ACTION ITEM. Pull out every line with the word "first" from the entries below.

[Collected data]

══════════════════════════════

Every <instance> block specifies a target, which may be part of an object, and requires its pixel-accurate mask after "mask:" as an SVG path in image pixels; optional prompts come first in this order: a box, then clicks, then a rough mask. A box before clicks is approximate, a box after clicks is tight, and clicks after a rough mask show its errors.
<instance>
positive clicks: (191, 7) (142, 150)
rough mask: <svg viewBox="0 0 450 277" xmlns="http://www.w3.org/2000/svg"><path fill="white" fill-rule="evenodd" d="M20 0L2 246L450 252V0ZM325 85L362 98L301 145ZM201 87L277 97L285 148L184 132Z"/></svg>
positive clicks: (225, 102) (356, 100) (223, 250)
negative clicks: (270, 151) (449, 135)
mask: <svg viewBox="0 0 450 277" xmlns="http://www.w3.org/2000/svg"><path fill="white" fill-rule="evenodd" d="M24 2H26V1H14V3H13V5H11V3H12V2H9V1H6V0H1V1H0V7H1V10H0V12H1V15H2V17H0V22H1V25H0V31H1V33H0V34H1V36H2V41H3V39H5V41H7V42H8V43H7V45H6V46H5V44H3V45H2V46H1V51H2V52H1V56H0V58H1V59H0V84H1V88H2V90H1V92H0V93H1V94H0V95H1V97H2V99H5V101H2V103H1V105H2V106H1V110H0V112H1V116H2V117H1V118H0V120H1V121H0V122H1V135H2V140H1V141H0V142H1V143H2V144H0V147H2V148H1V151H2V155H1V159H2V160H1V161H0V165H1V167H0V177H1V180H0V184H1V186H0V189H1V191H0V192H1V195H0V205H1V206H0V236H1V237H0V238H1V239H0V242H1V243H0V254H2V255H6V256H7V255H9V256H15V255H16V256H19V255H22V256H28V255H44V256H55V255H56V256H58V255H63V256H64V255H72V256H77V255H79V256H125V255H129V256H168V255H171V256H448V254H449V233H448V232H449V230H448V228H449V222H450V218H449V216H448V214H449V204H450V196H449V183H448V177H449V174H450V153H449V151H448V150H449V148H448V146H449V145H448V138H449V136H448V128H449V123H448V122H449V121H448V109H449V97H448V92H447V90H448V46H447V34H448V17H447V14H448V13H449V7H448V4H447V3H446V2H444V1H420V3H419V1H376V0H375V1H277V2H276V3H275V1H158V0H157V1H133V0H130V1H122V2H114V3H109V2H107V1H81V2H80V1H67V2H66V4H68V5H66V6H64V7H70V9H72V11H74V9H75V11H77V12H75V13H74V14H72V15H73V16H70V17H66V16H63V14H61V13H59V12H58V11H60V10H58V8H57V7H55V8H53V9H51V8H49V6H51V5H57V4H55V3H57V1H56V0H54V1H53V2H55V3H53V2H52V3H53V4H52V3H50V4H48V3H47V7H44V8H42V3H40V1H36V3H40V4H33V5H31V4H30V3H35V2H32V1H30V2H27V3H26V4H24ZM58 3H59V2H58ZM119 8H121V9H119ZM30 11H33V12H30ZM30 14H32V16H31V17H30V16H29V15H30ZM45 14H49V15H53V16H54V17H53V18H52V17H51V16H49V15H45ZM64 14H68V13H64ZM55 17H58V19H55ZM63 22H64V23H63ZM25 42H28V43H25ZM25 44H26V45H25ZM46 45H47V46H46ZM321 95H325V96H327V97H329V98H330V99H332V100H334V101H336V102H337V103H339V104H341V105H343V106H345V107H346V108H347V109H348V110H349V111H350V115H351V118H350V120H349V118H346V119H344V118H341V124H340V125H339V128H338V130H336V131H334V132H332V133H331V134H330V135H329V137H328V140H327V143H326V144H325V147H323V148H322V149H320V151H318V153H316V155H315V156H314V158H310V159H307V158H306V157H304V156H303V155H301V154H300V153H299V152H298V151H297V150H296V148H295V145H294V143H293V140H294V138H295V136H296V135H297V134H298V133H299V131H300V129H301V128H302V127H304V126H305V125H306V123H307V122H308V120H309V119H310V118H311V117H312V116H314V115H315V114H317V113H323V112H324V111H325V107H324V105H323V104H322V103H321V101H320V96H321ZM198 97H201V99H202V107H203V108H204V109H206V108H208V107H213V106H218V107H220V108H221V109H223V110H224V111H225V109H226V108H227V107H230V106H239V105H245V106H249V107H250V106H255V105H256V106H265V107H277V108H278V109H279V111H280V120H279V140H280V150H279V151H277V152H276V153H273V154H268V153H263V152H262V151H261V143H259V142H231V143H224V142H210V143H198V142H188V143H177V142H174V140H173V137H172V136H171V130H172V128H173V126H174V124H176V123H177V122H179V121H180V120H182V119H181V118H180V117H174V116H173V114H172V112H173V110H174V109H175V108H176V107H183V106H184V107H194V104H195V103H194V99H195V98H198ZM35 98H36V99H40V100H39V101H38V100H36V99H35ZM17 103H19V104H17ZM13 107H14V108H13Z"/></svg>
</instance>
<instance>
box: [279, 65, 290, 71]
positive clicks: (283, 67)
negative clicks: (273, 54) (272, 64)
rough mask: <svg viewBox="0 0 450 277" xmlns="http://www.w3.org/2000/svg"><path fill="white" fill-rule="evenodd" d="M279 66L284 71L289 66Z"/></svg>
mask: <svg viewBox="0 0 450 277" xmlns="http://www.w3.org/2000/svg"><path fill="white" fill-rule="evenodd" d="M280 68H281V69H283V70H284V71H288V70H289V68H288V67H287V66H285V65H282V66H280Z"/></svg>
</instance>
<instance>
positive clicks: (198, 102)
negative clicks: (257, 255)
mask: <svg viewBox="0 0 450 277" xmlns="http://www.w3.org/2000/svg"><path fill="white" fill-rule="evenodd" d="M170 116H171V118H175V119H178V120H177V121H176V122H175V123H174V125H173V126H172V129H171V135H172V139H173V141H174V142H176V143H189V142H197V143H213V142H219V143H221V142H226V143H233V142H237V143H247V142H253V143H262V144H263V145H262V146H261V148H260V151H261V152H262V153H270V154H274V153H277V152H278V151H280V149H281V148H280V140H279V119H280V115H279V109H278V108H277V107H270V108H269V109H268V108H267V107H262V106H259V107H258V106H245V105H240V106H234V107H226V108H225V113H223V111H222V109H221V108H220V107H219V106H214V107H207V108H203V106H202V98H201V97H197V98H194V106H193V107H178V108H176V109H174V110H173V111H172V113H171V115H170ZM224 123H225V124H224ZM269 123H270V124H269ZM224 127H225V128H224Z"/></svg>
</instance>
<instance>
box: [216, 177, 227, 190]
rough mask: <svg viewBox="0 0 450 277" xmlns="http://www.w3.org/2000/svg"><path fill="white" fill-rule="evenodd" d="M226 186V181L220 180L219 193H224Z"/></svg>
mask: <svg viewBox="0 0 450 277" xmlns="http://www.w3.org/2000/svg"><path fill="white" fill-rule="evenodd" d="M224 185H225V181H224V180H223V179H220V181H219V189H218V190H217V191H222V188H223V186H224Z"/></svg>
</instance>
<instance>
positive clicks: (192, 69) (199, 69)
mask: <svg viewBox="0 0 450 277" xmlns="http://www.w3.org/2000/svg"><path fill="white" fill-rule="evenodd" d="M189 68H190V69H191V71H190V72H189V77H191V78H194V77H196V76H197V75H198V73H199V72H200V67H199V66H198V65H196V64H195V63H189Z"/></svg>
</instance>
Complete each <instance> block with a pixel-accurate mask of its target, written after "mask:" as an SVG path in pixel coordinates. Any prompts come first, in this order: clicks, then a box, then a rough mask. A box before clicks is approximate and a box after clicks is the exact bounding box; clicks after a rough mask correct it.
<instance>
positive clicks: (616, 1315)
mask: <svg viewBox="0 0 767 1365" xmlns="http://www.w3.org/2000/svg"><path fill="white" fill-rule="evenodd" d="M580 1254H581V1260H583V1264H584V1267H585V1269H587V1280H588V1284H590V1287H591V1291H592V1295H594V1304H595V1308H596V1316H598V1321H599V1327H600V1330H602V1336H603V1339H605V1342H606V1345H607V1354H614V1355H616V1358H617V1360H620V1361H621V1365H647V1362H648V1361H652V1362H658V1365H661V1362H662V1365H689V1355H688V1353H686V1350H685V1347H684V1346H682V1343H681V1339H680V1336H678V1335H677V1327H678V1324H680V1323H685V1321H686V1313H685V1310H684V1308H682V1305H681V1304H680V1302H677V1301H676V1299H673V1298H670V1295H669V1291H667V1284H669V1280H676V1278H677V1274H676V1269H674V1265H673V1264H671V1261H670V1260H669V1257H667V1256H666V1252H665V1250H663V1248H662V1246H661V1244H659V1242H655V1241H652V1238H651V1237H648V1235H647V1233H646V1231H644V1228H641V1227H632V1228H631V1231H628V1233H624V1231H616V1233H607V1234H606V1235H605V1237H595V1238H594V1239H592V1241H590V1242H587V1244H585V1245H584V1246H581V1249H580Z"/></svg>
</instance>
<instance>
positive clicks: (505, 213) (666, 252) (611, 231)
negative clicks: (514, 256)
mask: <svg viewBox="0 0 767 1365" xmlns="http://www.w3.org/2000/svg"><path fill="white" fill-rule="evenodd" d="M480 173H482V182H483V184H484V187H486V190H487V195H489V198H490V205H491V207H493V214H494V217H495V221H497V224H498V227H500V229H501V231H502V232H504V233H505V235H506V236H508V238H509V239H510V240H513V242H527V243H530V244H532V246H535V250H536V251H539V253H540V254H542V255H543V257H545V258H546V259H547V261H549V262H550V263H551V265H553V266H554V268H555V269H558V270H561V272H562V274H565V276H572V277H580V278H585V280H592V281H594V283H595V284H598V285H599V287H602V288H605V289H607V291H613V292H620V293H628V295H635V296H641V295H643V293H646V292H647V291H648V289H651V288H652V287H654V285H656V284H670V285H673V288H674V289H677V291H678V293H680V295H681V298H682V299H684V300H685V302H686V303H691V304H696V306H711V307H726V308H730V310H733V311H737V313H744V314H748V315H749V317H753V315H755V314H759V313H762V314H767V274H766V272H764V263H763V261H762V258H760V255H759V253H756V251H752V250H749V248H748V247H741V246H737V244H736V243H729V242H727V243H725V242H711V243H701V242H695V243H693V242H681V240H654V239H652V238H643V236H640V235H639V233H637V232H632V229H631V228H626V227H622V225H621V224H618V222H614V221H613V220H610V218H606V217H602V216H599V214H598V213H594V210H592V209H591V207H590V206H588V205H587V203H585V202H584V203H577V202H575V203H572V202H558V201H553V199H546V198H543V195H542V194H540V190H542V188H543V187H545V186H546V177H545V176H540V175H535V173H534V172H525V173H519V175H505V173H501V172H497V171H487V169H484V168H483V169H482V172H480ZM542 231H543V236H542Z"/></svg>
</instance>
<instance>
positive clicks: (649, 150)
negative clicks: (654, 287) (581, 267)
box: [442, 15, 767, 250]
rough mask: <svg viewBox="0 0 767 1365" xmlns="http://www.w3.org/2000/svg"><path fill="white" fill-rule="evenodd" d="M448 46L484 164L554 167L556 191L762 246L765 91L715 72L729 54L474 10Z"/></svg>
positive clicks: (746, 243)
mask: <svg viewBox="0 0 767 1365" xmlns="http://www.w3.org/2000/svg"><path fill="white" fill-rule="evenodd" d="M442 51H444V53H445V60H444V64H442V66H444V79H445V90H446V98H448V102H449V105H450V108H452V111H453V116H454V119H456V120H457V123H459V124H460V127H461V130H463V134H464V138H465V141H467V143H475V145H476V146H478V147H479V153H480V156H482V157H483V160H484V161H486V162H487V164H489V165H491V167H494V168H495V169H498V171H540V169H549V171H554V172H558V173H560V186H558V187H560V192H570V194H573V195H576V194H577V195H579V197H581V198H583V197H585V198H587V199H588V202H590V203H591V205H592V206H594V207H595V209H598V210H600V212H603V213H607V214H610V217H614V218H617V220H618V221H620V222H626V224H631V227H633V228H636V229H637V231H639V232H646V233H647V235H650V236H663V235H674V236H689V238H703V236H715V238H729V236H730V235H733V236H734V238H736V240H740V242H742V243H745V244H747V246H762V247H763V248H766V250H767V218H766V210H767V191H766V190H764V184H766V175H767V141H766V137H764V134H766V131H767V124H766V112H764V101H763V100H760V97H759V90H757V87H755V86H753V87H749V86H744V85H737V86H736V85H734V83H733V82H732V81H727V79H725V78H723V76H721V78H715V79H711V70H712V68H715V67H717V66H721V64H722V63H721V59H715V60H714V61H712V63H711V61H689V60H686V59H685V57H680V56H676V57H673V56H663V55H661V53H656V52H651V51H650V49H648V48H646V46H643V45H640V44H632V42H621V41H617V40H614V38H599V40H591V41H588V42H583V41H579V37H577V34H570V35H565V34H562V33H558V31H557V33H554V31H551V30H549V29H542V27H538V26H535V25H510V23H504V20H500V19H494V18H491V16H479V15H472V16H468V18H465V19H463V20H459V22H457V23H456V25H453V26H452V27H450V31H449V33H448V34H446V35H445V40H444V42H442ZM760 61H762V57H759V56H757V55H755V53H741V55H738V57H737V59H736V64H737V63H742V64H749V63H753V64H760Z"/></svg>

══════════════════════════════

WRITTEN SOLUTION.
Every <instance> block specifies a target, which may be part of an object, and requires its pixel-accurate mask after "mask:" as an SVG path in image pixels; optional prompts come first in this order: a box, then clicks, then a rough mask. A box before clicks is approximate, a box after clicks is tight, and clicks after a rough mask show its errors.
Complete each <instance> block with a pixel-accurate mask of its target, written after "mask:" as an SVG path in pixel coordinates. Any prompts come first, in this order: clicks, then a box, then a rough mask. A box before clicks is approximate and a box after clicks is the exact bounding box; clicks after a rough mask correct it.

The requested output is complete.